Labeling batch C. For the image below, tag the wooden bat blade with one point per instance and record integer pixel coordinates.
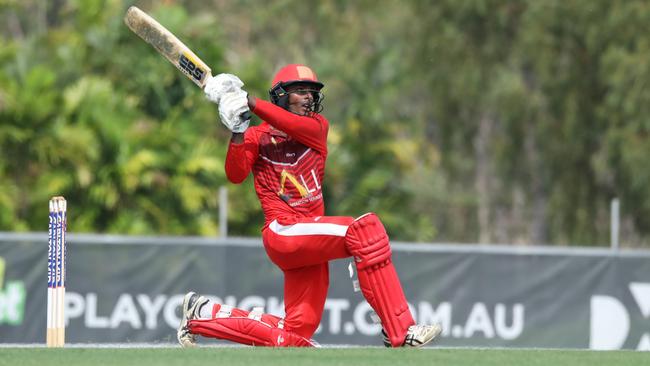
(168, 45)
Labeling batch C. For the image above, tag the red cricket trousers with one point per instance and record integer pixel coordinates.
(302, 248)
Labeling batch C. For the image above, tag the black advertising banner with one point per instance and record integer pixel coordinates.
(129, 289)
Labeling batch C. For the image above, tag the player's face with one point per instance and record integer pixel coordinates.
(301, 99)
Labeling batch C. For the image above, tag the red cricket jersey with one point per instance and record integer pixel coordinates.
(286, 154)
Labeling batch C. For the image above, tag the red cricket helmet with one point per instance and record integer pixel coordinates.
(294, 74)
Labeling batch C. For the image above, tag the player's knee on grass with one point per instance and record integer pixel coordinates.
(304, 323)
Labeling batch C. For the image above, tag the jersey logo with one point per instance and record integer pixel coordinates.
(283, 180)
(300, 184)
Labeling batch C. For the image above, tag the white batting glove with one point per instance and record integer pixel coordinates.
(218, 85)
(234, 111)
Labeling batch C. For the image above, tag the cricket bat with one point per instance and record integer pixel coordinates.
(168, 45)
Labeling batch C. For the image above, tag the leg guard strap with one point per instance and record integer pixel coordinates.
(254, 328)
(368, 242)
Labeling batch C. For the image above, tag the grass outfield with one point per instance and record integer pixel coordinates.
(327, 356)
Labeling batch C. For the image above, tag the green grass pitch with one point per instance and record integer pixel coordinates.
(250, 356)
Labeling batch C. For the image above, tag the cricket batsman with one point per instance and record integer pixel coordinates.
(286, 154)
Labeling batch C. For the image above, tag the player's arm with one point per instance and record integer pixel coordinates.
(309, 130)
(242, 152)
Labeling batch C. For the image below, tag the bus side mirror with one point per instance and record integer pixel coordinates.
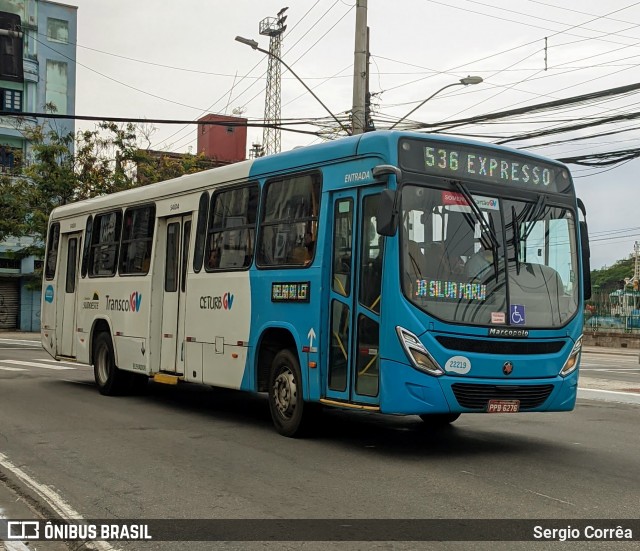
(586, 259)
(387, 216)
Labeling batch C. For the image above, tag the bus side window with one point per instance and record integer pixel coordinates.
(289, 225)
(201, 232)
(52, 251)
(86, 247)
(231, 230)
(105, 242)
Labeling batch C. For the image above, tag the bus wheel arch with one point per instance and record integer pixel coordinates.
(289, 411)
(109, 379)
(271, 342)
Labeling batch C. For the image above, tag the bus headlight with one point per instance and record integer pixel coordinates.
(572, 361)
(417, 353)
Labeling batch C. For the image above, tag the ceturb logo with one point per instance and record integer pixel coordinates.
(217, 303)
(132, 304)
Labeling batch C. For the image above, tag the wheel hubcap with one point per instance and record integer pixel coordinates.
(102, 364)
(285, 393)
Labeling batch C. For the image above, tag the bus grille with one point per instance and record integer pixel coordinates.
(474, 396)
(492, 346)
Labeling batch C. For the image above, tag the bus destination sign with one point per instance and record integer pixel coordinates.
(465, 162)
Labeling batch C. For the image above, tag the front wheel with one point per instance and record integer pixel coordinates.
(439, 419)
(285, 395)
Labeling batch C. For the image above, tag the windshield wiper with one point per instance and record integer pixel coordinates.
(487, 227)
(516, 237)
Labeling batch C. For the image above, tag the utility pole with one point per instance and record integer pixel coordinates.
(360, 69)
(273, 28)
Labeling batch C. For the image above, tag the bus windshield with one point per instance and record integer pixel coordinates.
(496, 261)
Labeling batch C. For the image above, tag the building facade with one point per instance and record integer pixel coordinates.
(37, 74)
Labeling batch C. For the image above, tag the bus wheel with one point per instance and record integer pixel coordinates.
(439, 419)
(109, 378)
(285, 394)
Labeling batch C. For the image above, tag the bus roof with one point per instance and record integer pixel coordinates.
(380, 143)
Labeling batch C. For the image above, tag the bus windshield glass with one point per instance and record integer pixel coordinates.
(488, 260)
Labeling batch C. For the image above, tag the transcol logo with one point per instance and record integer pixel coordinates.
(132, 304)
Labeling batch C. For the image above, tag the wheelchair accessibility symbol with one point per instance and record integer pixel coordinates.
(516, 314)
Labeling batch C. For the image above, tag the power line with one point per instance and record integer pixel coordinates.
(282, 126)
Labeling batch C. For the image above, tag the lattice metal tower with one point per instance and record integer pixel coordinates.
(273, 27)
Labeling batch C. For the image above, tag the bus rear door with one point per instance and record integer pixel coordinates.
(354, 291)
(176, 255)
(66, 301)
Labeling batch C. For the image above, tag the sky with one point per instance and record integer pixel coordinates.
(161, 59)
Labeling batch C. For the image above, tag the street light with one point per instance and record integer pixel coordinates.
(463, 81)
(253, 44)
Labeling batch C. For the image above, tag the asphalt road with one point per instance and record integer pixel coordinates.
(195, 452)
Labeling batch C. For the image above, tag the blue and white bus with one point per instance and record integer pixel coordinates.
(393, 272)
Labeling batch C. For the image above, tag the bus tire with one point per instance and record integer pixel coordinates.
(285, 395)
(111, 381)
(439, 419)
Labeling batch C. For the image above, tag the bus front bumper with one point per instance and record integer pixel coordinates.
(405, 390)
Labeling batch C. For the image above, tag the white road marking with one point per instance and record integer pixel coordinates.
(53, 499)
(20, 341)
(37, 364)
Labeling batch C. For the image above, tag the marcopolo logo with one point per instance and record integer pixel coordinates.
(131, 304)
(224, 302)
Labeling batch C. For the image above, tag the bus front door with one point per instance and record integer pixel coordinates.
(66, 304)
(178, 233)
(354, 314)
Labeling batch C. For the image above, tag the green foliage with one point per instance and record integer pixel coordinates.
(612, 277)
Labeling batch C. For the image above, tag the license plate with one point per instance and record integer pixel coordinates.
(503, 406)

☆ ☆ ☆ ☆

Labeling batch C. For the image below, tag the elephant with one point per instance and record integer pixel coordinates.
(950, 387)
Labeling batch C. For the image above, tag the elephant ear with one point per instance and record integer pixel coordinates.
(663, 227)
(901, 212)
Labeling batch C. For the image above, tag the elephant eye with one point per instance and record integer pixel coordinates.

☆ ☆ ☆ ☆

→ Problem to work on: Select every row in the two blocks above that contains the string "cricket", and copy each one in full.

→ Task solution:
Labeling batch C. For the image above, tag the red cricket trousers with one point per instance and record integer pixel coordinates.
Labeling batch C. For the image above, tag the red cricket jersey with one point per instance and record integer pixel coordinates.
Labeling batch C. For the image above, tag the red cricket helmet with one point per instance and record integer pixel coordinates.
Labeling batch C. For the image above, tag the cricket bat with one point per instance and record integer pixel coordinates.
Labeling batch C. For the image above, tag the cricket batsman with one point per instance and record integer pixel coordinates.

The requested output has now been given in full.